- **Tugas Latihan**
**1)** Menurut teks tentang kunjungan ke dokter mata, berapa lama penulis menunggu dipanggil sebelum bertemu dengan dokter?
**2)** Sunting teks tentang kunjungan ke dokter mata, mulai dari "Saya hanya menunggu" sampai dengan "dengan pelayanan beliau.", termasuk keduanya. Ganti "goggles" dengan "kacamata pelindung".
[Teks yang Disediakan]
Saya hanya menunggu dipanggil kurang-lebih 15 menit sebelum akhirnya bertemu dengan dokter. Kalimat pertama yang terlintas di benak saya adalah, "Wah! Dokternya kece!" Karena saat itu saya terkesan dengan riasan mata bold dari balik goggles bu dokter. Namanya dr. Hasmeinah B. R., Sp.M.. Saya tuliskan di sini karena saya suka sekali dengan pelayanan beliau.
Dari proses screening di meja dokter hingga observasi menggunakan oftalmoskop, saya diperlakukan dengan sabar, teliti, dan tidak terburu-buru. Karena saya masih belum bisa membuka mata sebelah kanan, jadi dokter menggunakan jarinya untuk membuka kelopak mata saya. Perihnya luar biasa! Saya sampai refleks mundur menjauh. Dokternya jadi harus meminta tolong perawatnya untuk... cadangin badan dan pegang kepala saya dari belakang, supaya saya tidak bergerak.
[/Teks yang Disediakan]
[Data yang Diberikan]
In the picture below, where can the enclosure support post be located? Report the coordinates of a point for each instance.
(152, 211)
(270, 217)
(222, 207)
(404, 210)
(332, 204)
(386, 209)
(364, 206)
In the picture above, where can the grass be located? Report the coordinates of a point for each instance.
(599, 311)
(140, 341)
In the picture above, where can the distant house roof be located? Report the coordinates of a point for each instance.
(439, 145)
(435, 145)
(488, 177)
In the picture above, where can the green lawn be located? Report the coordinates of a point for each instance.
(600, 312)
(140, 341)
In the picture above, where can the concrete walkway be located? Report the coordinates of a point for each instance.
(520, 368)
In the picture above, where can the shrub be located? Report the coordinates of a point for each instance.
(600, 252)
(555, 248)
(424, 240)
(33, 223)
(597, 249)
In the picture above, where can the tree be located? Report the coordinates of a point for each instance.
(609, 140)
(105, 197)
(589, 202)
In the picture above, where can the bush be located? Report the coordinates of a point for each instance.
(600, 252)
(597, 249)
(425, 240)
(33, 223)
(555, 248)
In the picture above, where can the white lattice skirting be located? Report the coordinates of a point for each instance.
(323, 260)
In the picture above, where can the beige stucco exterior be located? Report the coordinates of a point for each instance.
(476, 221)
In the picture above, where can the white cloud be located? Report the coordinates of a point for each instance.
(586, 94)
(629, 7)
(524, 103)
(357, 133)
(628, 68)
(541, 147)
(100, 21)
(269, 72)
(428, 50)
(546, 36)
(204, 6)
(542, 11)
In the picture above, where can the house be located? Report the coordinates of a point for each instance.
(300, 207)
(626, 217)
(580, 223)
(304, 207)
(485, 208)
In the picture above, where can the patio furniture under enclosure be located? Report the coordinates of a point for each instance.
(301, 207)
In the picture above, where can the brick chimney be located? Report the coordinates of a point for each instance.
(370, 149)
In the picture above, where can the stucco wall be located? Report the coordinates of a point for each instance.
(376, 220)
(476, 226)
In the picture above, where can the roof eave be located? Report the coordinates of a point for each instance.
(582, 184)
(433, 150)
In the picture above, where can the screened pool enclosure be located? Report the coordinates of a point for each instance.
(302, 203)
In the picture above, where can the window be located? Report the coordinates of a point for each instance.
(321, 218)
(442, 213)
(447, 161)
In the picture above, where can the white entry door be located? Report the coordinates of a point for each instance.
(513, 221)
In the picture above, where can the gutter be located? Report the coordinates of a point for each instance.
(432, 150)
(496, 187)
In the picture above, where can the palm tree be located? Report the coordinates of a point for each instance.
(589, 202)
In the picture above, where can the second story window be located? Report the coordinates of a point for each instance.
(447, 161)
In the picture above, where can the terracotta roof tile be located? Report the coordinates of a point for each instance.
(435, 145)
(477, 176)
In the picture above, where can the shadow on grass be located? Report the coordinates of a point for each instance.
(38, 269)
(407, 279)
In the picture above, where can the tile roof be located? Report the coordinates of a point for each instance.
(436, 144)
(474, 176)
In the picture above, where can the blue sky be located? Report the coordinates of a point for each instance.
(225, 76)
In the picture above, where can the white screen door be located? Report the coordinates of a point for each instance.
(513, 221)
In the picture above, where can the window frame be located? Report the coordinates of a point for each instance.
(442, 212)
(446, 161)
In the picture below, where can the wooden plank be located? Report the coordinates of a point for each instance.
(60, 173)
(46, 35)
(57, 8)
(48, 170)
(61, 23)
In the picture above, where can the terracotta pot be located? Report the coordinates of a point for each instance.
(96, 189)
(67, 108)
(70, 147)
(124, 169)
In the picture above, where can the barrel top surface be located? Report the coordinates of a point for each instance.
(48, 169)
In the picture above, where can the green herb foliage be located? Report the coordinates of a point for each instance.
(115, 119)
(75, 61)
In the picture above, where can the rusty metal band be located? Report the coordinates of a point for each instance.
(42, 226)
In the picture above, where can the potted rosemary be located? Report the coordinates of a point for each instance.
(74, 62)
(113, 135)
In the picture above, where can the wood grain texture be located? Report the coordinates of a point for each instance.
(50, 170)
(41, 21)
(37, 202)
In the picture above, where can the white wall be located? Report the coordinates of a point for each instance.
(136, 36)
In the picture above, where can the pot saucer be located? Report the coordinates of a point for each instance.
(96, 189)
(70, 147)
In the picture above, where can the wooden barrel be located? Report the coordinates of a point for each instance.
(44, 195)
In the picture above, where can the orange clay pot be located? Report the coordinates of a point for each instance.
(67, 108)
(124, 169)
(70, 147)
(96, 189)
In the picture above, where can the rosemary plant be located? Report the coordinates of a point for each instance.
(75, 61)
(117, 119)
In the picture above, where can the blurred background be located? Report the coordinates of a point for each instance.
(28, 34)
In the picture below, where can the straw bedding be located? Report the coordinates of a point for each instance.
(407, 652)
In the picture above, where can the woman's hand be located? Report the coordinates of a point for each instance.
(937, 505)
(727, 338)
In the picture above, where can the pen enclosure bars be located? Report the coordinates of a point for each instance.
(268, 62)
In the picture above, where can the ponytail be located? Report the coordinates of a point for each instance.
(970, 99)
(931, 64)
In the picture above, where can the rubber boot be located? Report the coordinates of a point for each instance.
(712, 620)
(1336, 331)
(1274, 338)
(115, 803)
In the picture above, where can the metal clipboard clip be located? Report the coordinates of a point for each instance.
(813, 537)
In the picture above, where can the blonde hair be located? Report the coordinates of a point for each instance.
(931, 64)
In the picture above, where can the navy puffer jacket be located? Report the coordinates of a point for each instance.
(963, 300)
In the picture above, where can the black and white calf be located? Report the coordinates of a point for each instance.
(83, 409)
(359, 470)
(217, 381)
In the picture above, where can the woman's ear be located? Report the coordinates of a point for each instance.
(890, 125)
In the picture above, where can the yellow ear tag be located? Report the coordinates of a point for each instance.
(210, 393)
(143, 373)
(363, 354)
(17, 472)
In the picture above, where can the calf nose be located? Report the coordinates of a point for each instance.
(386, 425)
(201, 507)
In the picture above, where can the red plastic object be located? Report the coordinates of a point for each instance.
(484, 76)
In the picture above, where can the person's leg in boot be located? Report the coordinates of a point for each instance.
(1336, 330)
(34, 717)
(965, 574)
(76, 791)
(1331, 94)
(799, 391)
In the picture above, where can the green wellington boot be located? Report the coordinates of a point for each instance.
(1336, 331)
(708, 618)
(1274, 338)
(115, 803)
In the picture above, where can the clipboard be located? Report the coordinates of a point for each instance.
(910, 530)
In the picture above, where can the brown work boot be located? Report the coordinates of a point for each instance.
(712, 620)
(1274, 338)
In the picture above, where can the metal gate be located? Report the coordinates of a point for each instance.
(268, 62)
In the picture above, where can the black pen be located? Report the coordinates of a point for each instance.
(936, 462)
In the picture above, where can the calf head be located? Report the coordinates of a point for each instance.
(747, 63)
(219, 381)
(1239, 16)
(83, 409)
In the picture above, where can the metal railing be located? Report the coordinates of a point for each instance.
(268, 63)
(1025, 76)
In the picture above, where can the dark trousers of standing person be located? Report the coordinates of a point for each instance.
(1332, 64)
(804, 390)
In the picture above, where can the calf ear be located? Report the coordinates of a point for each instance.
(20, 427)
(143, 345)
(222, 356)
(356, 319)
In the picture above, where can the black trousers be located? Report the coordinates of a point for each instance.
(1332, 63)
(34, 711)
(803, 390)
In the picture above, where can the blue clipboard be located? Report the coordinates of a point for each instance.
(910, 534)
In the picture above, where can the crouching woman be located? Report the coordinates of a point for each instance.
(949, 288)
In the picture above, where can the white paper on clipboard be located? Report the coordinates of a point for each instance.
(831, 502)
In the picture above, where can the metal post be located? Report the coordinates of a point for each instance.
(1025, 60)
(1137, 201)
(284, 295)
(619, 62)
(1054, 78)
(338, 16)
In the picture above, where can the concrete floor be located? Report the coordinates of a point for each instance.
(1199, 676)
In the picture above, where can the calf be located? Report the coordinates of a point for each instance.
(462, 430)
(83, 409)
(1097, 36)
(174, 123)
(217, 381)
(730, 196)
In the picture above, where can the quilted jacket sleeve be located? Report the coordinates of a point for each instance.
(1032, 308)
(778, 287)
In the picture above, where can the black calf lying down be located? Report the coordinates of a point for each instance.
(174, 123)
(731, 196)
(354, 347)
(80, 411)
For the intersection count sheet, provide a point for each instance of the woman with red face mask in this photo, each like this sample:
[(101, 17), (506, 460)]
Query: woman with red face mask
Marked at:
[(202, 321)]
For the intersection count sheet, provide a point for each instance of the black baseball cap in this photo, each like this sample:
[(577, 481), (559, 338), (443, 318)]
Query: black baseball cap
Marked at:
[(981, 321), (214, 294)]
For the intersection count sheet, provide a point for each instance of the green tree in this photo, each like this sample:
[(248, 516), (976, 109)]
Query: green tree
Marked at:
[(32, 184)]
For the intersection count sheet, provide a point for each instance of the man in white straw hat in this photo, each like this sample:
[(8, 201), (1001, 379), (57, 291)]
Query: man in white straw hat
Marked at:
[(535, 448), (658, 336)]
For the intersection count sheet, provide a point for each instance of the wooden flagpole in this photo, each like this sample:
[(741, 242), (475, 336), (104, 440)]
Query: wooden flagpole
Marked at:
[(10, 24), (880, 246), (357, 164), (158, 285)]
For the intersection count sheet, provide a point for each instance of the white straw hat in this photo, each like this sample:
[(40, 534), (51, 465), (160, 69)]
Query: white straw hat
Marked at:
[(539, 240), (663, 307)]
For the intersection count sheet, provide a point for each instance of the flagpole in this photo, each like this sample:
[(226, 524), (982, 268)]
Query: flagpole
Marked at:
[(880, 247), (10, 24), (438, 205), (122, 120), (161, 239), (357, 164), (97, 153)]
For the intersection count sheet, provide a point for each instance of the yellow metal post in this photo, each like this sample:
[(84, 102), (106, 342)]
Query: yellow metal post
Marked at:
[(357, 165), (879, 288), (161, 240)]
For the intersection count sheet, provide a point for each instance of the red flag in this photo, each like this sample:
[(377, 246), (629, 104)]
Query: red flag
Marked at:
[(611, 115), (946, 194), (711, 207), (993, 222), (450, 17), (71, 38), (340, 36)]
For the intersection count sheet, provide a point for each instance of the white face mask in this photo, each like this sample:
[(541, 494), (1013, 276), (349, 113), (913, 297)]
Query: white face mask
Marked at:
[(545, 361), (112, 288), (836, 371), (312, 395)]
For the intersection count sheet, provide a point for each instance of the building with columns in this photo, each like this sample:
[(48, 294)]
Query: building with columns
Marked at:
[/Data yang Diberikan]
- **Hasil**
**1)** Kurang-lebih 15 menit.

**2)**
Saya hanya menunggu dipanggil kurang-lebih 15 menit sebelum akhirnya bertemu dengan dokter. Kalimat pertama yang terlintas di benak saya adalah, "Wah! Dokternya kece!" Karena saat itu saya terkesan dengan riasan mata bold dari balik kacamata pelindung bu dokter. Namanya dr. Hasmeinah B. R., Sp.M.. Saya tuliskan di sini karena saya suka sekali dengan pelayanan beliau.